_SET PROBLEM_.
Reproduce word for word the part of the passage on CM reporting that begins with "In detail, referring" and ends after "zone ID value.".

___ TEXT EXCERPT

FIG. 22 illustrates a method of transmitting, by a C-UE, CM information to a Tx UE in consideration of communication range to which the present disclosure may apply. Referring to FIG. 22 , as described above, a C-UE 2210 may receive a CR from a Tx UE 2220 and may transmit CM information based on the CR. Here, the C-UE 2210 may determine whether to report a CM or whether to consider transmission of CM information to the Tx UE 2220 based on communication range information received from the Tx UE. Here, the C-UE 2210 may verify communication range information through SCI received from the Tx UE 2220 and may operate based thereon.
In detail, referring to FIG. 22 , when a distance between the C-UE 2210 and the Tx UE 2220 increases, validity of CM information provided from the C-UE 2210 may decrease. That is, the CM information may not be valid for the Tx UE 2220. Considering this, the C-UE 2210 may determine whether to report the CM based on communication range information and a corresponding threshold. Here, computation of the distance between the C-UE 2210 and the Tx UE 2220 may be induced based on a zone ID value.

______
___ DATA SHOWN

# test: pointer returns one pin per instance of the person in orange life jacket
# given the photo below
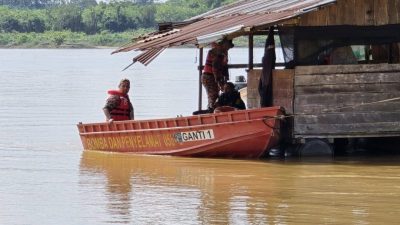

______

_WRITTEN SOLUTION_.
In detail, referring to FIG. 22 , when a distance between the C-UE 2210 and the Tx UE 2220 increases, validity of CM information provided from the C-UE 2210 may decrease. That is, the CM information may not be valid for the Tx UE 2220. Considering this, the C-UE 2210 may determine whether to report the CM based on communication range information and a corresponding threshold. Here, computation of the distance between the C-UE 2210 and the Tx UE 2220 may be induced based on a zone ID value.